Other non-album tracks made some headway toward answering my questions about what his life was like, and how his emotional and mental state was, after finishing the album and while embarking on this tour. He acknowledged that the pain of losing Geneviève was fading, but he was also afraid to let go of the pain because it was attached to the memories he had of her. He reflected on the “crushing absurdity” of death, musing that although his pain was so intense that he almost felt it could only be his and his alone, he recognized that “people get cancer and die, people get hit by trucks and die”; i.e., the pain of loss is a very common pain, and he is not the only one to have experienced such intense grief. He expressed kinship with other mourners while reflecting on the Norwegian painter Nikolai Astrup’s “Midsummer Eve Bonfire,” in which a melancholy woman looks on as a group of villagers dance around writhing flames in a picturesque yet somehow ominous valley. In Elverum’s interpretation, the woman seems to have “lost her person, just like me.” Perhaps Elverum hopes that others who grieve can find kinship in his art, just as he finds kinship in others’ art.

Exercise:
Name every person mentioned by name in the passage about grief in the non-album tracks.

Input data:
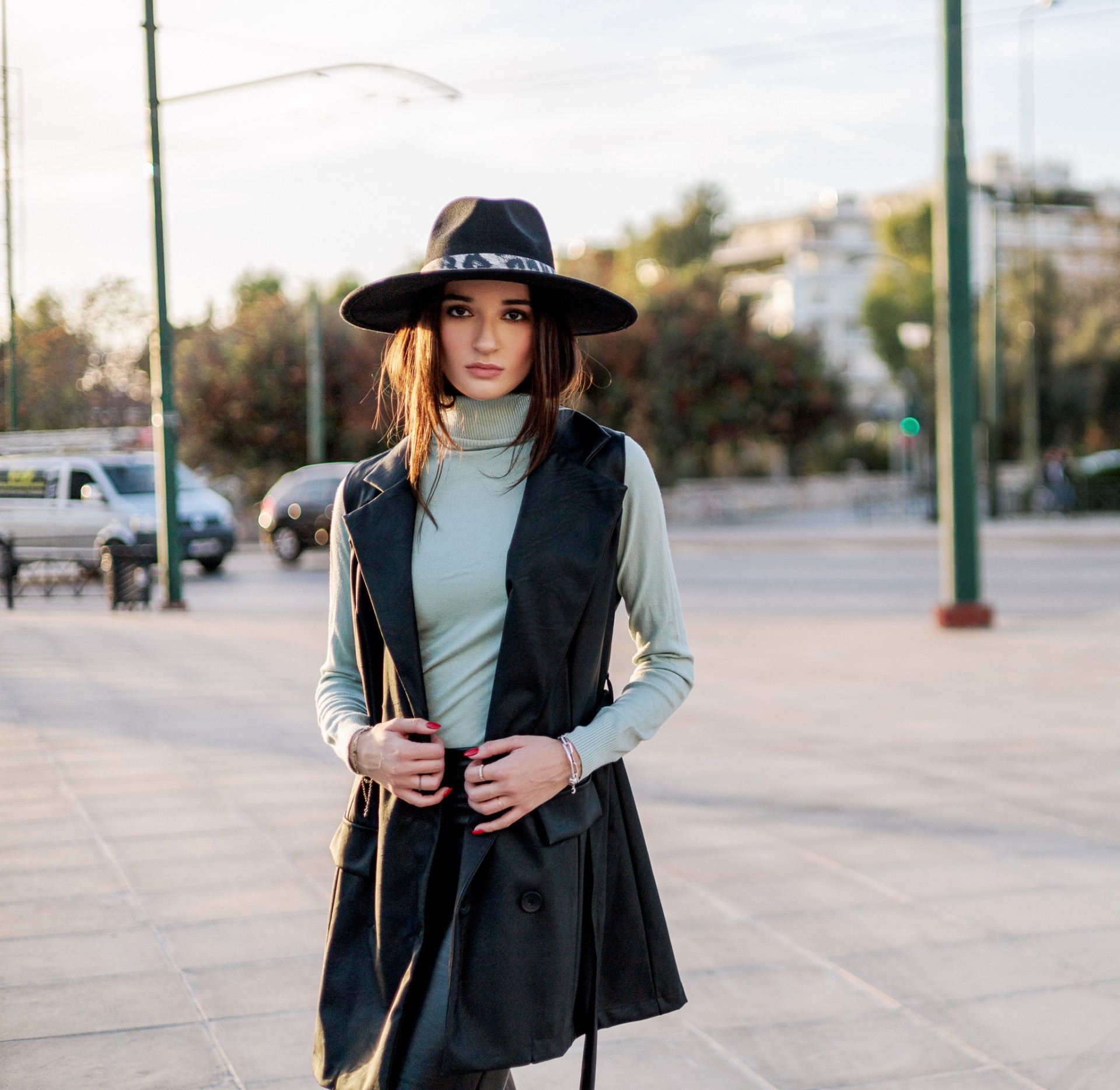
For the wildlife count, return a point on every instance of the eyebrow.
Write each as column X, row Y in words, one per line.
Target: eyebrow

Answer:
Geneviève, Nikolai Astrup, Elverum